■ Provided text ■
--------------------------------------------------

There are several techniques to begin the process of changing dysfunctional parenting patterns and breaking family behavioral patterns that influence parenting.
To evolve and change, we need to be introspective, mindful, and attentive to patterns of behavior that influence parenting and trigger those behaviors. When we pay attention to those thoughts and behaviors, we open our subconscious and gain conscious control, rather than letting our ingrained family behavioral patterns limit us.
Ask If This is How We Want to Parent
Does our parenting feel authentic? If it doesn’t, then there’s work to be done. That doesn’t mean parenting is all roses and sunshine, but good family communication typically reflects good parenting.
Identify Functional and Dysfunctional Patterns in Our Lives
Without attending to the underlying patterns of behavior that create, and therefore drive, our lives and our experience, we can end up constantly repeating patterns. Not all family behavioral patterns are bad. Take and use what makes sense to you or adapt to new ways to behave.
Stop Limiting Beliefs and Negative Self-talk
We are often our own worst enemies; how we view ourselves and our negative thinking can limit our capacity for change. One of the first things to do is to identify negative thoughts that interfere with our behaviors. Next, when we find ourselves in that situation, we can challenge ourselves to think differently. With repeated repetition and practice, we can learn to break that constant negative inner chatter.
Create a List of Alternative Behaviors
Start with one alternative behavior and practice. This is often the hardest part, as we can typically see the problem but feel stuck in taking that first step toward change. The problem didn’t happen overnight, and it will likely take time to change it, so have patience with the process. Change will happen if you commit to it.

--------------------------------------------------

■ Extracted data ■
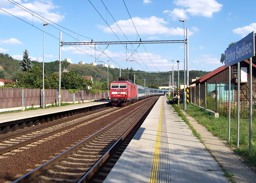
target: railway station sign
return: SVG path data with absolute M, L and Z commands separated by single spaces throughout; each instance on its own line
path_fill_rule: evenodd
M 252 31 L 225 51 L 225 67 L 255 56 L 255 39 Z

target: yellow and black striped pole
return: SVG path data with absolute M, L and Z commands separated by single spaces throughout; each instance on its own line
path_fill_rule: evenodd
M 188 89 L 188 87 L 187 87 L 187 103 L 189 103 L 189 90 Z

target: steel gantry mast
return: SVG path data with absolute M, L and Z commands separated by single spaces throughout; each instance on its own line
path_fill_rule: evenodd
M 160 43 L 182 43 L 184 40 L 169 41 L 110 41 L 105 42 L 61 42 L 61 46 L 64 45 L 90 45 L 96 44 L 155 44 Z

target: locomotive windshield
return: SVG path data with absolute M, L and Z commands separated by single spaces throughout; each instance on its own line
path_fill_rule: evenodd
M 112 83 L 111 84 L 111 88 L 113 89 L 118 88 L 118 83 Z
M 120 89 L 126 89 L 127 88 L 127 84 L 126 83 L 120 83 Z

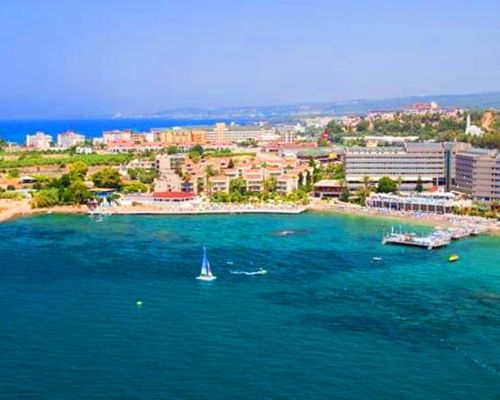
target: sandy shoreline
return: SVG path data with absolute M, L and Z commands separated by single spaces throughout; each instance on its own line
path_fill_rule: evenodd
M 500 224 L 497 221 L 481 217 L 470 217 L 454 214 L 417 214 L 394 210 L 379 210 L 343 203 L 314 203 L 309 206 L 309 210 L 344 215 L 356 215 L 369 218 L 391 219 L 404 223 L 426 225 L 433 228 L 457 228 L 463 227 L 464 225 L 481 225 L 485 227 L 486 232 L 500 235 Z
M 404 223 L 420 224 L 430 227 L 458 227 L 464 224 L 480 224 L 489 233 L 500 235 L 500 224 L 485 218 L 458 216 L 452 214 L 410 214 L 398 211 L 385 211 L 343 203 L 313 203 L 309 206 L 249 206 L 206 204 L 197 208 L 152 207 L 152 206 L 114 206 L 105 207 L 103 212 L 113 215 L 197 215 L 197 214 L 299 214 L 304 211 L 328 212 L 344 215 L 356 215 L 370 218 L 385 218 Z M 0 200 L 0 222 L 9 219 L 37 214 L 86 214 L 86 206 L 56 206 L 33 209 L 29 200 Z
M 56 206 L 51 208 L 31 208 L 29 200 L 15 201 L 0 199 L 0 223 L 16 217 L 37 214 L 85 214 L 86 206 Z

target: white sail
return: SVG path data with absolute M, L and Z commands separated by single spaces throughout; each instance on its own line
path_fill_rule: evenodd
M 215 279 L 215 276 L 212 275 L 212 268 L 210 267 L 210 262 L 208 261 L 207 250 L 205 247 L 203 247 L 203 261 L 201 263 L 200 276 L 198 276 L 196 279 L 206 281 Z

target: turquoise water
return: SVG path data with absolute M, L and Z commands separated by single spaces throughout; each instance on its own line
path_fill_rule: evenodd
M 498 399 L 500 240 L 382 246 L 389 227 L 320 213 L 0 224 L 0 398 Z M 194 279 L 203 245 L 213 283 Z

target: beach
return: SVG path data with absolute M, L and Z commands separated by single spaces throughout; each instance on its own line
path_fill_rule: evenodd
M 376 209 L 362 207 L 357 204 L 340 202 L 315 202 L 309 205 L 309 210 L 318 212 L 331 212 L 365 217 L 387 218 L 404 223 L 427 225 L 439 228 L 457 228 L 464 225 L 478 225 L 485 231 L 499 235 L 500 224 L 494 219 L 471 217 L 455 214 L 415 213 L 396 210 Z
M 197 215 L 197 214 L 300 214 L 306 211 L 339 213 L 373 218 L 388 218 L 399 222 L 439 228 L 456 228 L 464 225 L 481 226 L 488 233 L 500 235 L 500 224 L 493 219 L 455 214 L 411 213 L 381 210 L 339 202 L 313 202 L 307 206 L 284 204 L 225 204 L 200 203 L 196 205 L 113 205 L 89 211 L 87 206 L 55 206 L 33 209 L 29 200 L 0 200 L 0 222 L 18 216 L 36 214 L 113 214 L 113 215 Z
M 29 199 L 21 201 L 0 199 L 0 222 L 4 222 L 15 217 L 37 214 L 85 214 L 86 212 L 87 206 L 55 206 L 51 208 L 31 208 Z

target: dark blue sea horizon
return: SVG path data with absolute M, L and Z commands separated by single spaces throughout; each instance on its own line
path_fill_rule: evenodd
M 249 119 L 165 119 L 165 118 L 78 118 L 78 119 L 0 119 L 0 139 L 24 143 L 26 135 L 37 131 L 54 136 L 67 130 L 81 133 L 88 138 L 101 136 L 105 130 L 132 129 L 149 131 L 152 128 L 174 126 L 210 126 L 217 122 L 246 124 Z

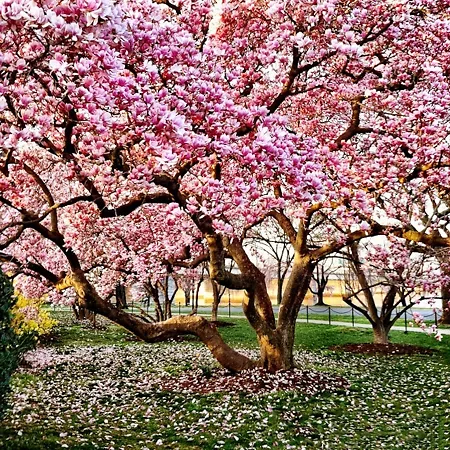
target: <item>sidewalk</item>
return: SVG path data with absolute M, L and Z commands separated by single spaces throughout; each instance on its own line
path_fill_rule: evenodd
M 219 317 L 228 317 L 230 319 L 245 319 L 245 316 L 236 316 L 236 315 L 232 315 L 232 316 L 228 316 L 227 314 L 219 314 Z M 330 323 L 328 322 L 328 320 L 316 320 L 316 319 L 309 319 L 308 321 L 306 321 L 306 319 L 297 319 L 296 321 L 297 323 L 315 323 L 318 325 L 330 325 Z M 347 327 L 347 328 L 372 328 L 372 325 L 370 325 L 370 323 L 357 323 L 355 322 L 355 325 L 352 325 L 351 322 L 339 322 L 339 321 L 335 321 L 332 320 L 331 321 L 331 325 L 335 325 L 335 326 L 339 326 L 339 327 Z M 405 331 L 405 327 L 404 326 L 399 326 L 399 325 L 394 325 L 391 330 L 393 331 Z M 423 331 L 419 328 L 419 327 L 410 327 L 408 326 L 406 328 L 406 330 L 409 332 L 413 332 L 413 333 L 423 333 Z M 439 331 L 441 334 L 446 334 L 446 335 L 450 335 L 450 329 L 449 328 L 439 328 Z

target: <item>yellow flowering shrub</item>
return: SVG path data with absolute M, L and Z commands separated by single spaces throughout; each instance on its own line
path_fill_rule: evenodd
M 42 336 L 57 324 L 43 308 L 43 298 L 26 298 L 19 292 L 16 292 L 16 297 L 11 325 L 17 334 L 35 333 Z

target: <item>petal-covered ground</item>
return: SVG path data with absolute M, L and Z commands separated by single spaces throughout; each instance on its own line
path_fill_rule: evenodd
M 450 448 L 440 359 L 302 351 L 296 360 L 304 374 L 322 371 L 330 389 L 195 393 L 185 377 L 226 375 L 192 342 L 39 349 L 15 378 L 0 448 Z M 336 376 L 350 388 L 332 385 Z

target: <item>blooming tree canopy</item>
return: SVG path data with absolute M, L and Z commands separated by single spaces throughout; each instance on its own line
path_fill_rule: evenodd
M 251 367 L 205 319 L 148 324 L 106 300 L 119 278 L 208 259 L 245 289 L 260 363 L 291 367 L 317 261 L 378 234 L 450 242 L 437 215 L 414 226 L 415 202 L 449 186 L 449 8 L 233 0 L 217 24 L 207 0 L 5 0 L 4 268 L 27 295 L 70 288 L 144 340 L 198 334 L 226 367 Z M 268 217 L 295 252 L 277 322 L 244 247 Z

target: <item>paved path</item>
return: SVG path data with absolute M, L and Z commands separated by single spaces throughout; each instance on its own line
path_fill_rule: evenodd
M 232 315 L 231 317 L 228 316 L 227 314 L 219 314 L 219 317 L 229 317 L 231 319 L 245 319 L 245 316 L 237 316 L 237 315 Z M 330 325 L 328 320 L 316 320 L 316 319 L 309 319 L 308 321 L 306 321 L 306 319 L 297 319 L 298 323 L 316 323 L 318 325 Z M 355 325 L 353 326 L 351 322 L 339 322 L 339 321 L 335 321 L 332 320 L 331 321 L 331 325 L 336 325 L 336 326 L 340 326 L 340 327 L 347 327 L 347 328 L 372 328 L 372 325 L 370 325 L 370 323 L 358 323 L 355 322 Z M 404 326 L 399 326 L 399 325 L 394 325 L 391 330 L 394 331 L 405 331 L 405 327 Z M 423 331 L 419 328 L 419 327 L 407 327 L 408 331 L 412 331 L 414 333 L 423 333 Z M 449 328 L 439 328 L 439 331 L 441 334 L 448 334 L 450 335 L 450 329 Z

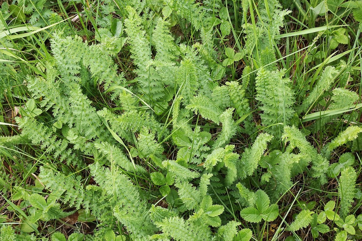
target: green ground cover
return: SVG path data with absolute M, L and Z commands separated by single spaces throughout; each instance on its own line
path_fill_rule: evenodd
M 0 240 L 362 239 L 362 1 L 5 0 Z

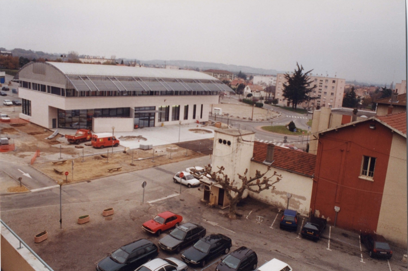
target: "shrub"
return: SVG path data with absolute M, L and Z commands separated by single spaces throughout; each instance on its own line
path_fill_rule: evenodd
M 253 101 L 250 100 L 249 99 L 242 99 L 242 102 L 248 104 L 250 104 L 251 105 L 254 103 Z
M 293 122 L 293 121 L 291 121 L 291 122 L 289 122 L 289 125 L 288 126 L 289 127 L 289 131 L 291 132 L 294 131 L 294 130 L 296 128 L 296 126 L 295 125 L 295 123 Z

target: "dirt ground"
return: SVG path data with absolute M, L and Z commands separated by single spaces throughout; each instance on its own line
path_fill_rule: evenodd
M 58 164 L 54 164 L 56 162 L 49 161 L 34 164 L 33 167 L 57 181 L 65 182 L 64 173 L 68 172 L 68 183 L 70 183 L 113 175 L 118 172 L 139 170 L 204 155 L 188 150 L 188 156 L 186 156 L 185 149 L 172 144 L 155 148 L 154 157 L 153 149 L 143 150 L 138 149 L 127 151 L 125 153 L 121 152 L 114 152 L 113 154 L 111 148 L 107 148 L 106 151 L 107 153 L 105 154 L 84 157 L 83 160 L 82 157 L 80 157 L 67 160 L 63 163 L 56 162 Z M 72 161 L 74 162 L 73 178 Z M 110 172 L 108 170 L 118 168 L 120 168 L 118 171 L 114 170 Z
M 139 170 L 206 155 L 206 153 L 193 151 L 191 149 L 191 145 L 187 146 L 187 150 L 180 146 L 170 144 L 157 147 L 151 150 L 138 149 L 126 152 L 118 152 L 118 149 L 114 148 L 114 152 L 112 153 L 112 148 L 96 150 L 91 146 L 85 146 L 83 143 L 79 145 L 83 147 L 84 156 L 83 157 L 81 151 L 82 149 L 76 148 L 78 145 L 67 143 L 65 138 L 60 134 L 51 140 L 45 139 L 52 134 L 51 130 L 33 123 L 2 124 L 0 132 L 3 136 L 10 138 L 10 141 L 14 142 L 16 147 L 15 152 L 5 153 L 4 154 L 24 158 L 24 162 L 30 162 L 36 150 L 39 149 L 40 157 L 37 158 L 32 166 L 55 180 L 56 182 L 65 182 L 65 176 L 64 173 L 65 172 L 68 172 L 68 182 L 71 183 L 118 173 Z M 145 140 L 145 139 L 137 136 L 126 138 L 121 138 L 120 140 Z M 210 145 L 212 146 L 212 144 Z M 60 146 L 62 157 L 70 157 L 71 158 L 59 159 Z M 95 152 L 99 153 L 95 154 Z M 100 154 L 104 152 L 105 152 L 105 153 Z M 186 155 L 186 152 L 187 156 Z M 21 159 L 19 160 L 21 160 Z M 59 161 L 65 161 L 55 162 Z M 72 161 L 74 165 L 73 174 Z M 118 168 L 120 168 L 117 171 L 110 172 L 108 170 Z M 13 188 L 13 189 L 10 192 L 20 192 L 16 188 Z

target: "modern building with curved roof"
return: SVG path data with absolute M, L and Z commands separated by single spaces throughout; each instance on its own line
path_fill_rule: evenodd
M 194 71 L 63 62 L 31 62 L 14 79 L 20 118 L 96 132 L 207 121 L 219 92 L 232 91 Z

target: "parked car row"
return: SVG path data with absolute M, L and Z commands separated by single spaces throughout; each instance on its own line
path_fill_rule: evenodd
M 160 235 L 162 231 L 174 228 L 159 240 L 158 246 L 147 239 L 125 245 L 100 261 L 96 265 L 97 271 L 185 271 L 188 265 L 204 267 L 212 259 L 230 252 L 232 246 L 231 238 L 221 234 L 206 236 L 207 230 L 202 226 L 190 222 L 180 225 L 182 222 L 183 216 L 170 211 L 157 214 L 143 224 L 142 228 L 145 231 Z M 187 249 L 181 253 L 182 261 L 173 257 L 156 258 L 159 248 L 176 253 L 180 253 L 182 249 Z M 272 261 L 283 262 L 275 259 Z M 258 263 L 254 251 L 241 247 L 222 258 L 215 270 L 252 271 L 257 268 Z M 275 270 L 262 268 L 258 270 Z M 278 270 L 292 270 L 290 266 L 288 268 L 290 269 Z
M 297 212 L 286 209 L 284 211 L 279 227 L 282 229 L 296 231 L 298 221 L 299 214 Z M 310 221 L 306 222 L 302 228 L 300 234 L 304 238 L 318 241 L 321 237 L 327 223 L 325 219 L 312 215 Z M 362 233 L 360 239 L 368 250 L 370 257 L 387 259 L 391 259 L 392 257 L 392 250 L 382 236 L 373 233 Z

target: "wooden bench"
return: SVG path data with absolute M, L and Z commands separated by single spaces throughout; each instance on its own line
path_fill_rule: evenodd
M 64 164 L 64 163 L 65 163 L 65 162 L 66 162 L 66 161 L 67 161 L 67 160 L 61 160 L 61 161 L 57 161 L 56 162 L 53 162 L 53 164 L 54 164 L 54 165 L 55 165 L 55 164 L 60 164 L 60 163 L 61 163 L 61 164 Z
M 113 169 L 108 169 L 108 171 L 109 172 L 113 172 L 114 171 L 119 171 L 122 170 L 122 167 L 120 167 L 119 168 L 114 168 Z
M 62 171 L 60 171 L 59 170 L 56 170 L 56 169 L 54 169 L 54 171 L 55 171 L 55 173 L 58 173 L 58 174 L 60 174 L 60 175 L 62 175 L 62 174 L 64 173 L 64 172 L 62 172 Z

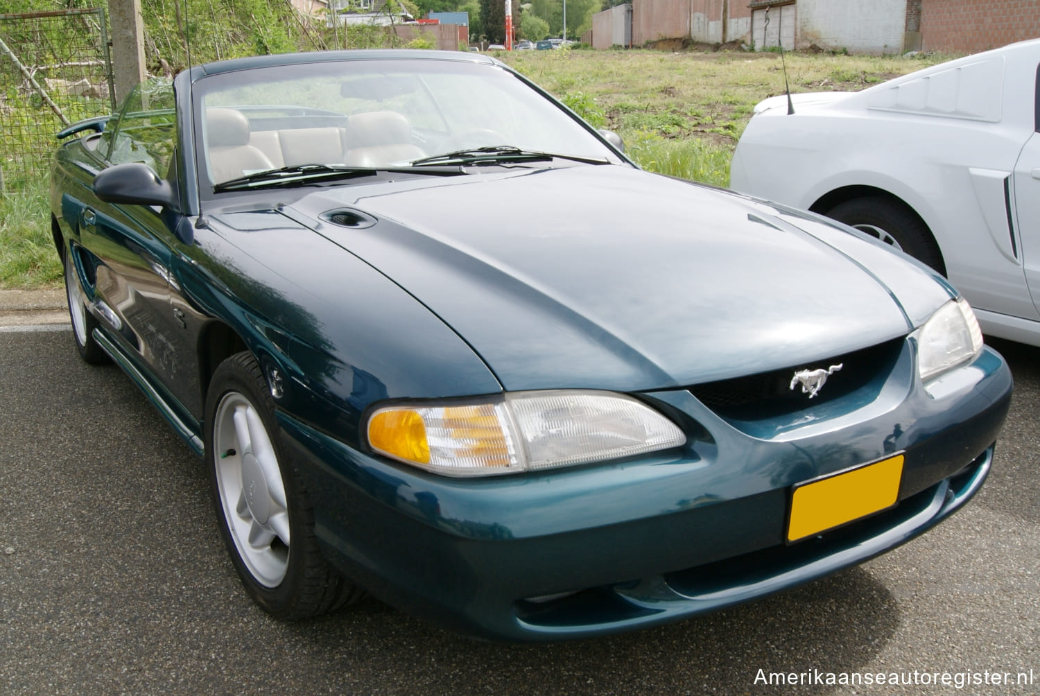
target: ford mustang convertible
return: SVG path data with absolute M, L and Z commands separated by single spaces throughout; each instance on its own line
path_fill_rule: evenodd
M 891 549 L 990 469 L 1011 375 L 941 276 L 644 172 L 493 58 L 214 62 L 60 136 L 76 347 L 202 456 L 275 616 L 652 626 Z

--------------------------------------------------

■ Work item ■
Copy the parenting text again, beginning with the words "Create a List" and stopping after "commit to it.", and substitute "persistence" for "patience".

■ Completed task ■
Create a List of Alternative Behaviors
Start with one alternative behavior and practice. This is often the hardest part, as we can typically see the problem but feel stuck in taking that first step toward change. The problem didn’t happen overnight, and it will likely take time to change it, so have persistence with the process. Change will happen if you commit to it.